_Document passage:_
╔══

October 21, 2020
NEW YORK—As the City moves forward with its vision for an equitable, health-focused economic recovery, the de Blasio Administration today announced an initial COVID-19 vaccine framework. The City will work with the State to guarantee maximum distribution of a safe, effective, and free vaccine, with an emphasis on communities hardest hit by the pandemic. Over the next two months, the City will engage public health stakeholders and community groups across the city’s hospitals, clinics, FQHCs, independent pharmacies, urgent cares, and independent providers to ensure broad and equitable access to a vaccine citywide.
“In the absence of federal leadership, New York City is stepping up to ensure and safe and effective vaccine for all New Yorkers,” said Mayor Bill de Blasio. “With public health at the forefront, we are moving full steam ahead to rebuild our city, guaranteeing a healthier and more equitable future for all New Yorkers.”

╚══

_Data records:_
╔══

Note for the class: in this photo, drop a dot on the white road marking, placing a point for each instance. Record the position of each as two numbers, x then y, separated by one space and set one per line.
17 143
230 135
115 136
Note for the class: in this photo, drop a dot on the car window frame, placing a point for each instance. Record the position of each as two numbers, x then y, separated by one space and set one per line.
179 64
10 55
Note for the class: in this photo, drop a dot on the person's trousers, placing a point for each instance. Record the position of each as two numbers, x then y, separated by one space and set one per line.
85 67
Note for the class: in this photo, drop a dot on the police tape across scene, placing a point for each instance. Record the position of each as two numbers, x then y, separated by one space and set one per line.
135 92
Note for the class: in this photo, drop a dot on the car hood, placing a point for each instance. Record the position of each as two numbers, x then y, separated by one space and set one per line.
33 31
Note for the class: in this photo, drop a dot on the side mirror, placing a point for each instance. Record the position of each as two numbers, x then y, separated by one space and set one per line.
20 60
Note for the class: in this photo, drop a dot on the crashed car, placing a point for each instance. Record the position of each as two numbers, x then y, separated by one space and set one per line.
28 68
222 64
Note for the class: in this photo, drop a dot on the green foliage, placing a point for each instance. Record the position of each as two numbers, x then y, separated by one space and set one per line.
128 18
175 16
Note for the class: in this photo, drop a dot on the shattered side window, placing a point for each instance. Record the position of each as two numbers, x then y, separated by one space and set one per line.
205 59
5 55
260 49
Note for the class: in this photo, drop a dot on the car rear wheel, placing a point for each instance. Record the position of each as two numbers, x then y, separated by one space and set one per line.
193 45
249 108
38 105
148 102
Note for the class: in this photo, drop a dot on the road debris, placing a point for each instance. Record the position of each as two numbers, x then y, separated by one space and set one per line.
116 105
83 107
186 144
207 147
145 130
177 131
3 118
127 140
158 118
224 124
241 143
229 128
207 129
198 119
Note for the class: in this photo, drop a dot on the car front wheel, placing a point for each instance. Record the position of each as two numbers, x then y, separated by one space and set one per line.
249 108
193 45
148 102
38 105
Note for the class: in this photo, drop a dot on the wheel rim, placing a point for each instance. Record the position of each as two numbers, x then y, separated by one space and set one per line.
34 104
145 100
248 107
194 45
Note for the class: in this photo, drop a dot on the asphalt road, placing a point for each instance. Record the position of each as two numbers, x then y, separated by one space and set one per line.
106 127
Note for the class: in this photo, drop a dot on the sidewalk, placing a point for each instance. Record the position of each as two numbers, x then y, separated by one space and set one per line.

╚══

_Directions:_
Answer these questions from the vaccine framework announcement:
1. What date appears at the top of the announcement?
2. Over what period will the City engage public health stakeholders and community groups?
3. Who is quoted in the announcement?

_Answer section:_
1. October 21, 2020
2. Over the next two months
3. Mayor Bill de Blasio